This would be repeated for each of the pairs (12 in total). We are trimming paired-end reads with the TruSeq3-PE-2 adapters. We are chopping off the first and last 3 bases and if we end up with a sequence less than 36 bases, we get rid of it. We want to make sure that there are enough bases in a read to work with. These parameters can be tweaked for possibly better end results with less being discarded. When Trimmomatic is finished running, it will out put the total number of reads, the total number from both the forward and reverse reads that are kept, the number of only forward reads kept, the number of only reverse reads kept, and the number of discarded reads.

The highest number of reads dropped was from trimming SRR2121786, where 20.55% dropped. Most reads were between 5% and 10% dropped. SRR2121786, SRR2121787, and SRR2121779 had sequence drops greater than 15%.

The trimmed reads can be analyzed again with FastQC to see how well the trimming worked to make the file better quality. After running FastQC on the trimmed files we see that the quality of those that were really bad quality were improved. There were a few different metrics throughout all of the files that bounced from a warning before the failing, or from passing before to a warning, and so forth, overall creating better quality read files.

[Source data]

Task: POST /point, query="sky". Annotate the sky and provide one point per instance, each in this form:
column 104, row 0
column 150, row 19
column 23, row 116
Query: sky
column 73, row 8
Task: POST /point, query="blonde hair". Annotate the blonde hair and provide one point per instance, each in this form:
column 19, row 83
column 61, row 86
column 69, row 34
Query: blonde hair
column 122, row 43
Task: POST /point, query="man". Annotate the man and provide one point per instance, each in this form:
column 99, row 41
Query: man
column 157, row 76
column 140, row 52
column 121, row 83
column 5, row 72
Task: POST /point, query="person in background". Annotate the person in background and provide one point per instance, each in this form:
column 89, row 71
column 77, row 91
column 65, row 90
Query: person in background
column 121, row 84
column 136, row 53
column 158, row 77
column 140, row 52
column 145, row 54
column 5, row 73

**Exercises**
#1 Answer these questions using the read-trimming passage.
(a) If a trimmed sequence is shorter than how many bases, is it discarded?
(b) What percentage of reads was dropped when SRR2121786 was trimmed?
(c) Which tool can be run again on the trimmed reads to check the quality?
#2 Extract the read-trimming passage word for word, from "The highest number" up to and including "greater than 15%.".
#3 Write what comes next in the read-trimming passage, picking up after its last sentence.

**Answers to the exercise**
#1
(a) 36 bases
(b) 20.55%
(c) FastQC

#2
The highest number of reads dropped was from trimming SRR2121786, where 20.55% dropped. Most reads were between 5% and 10% dropped. SRR2121786, SRR2121787, and SRR2121779 had sequence drops greater than 15%.

#3
## Alignment

### Using Tophat

Tophat can be installed using the same **conda install** (***conda install \-c bioconda tophat***). When this is finished installing, then we will need to get the mouse genome from the [Johns Hopkins Univeristy Center for computational BIology](http://ccb.jhu.edu/software/tophat/igenomes.shtml). The version of the mouse genome that I am using here is the [NCBI build37.2](ftp://igenome:G3nom3s4u@ussd-ftp.illumina.com/Mus_musculus/NCBI/build37.2/Mus_musculus_NCBI_build37.2.tar.gz). Instead of downloading this from the website and having to move it to the cluser, I will just download it using wget into the folder that has the raw reads, trimmed reads, and the FastQC files.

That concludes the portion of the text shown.